Stored data entries

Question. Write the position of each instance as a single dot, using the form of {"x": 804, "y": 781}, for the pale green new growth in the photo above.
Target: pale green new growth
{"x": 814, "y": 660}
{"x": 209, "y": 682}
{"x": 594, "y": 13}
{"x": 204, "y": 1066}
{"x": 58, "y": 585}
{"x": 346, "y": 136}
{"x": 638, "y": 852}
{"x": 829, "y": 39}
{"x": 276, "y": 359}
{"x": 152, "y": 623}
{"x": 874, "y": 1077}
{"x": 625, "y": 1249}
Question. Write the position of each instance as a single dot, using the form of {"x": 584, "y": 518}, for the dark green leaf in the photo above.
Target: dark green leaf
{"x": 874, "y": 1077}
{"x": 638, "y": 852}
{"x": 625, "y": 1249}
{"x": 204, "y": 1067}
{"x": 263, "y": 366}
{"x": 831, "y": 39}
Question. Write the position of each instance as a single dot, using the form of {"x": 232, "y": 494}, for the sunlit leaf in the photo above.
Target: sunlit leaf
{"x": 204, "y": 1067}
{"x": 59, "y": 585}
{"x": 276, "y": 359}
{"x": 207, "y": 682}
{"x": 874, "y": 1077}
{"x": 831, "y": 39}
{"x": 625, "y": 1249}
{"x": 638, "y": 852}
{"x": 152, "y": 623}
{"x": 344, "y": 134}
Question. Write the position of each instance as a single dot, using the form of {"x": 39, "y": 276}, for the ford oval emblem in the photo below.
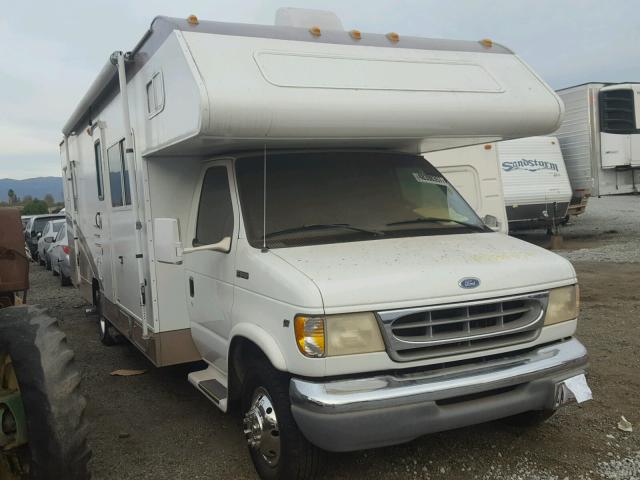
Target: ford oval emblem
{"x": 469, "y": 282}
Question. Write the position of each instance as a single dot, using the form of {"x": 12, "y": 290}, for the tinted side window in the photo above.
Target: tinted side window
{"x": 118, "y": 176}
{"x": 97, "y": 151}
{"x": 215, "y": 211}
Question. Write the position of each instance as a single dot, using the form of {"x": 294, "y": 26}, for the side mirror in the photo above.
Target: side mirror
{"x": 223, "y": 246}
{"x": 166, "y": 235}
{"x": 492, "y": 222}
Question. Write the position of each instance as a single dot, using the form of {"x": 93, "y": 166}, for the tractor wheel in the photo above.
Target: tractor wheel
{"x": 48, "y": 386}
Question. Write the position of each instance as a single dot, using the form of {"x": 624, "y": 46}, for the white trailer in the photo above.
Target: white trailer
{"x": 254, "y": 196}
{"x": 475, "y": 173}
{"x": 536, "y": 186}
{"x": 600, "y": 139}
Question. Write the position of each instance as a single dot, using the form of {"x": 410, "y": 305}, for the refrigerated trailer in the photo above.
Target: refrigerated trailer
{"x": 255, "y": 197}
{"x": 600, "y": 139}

● REQUIRED ACTION
Each record above should be repeated exactly, please, without pictures.

● RESULT OF THIS EXERCISE
Question. Write the position of each instance as a single dot, using the form of {"x": 804, "y": 781}, for the pale green new growth in the photo above.
Target: pale green new growth
{"x": 814, "y": 660}
{"x": 209, "y": 682}
{"x": 594, "y": 13}
{"x": 204, "y": 1066}
{"x": 58, "y": 585}
{"x": 346, "y": 136}
{"x": 638, "y": 852}
{"x": 829, "y": 39}
{"x": 276, "y": 359}
{"x": 152, "y": 623}
{"x": 874, "y": 1077}
{"x": 625, "y": 1249}
Question. Write the position of each instance as a single dot, using the form of {"x": 584, "y": 518}, for the dark green leaf in the photo above.
Target: dark green leaf
{"x": 874, "y": 1077}
{"x": 638, "y": 852}
{"x": 625, "y": 1249}
{"x": 204, "y": 1067}
{"x": 263, "y": 366}
{"x": 831, "y": 39}
Question. Write the position of each instance as a single dot, using the form of {"x": 232, "y": 494}, for the sunlit leaf in the photo above.
Target: sunlit leaf
{"x": 204, "y": 1067}
{"x": 59, "y": 585}
{"x": 276, "y": 359}
{"x": 207, "y": 682}
{"x": 874, "y": 1077}
{"x": 831, "y": 39}
{"x": 625, "y": 1249}
{"x": 638, "y": 852}
{"x": 152, "y": 623}
{"x": 344, "y": 134}
Question. Write the position of each instance as a single dot, using the form of {"x": 39, "y": 276}, for the ford oval emblem in the photo below.
Target: ford oval emblem
{"x": 469, "y": 282}
Question. Write the position of each instance as a single dot, using the form of {"x": 12, "y": 290}, for the tinted side window in the photo above.
Target: tinted side window
{"x": 118, "y": 176}
{"x": 97, "y": 151}
{"x": 215, "y": 211}
Question. Write the position of each instance as a single dot, using the form of {"x": 294, "y": 26}, for the side mirror in the photo above.
Target: side mirror
{"x": 223, "y": 246}
{"x": 166, "y": 235}
{"x": 492, "y": 222}
Question. Write the position of each instance as a single dot, using the form of {"x": 93, "y": 166}, for the tractor wheel in the photo above.
Target: tractor wheel
{"x": 48, "y": 386}
Question. Write the position of each instance as a single dot, using the form of {"x": 624, "y": 46}, for the white trailer in the photo above.
Target: white trailer
{"x": 254, "y": 196}
{"x": 475, "y": 173}
{"x": 536, "y": 186}
{"x": 600, "y": 139}
Question. Write the position of each instance as a single dot, using the form of {"x": 410, "y": 305}, for the refrigerated trailer in the photo above.
Target: refrigerated trailer
{"x": 255, "y": 197}
{"x": 600, "y": 139}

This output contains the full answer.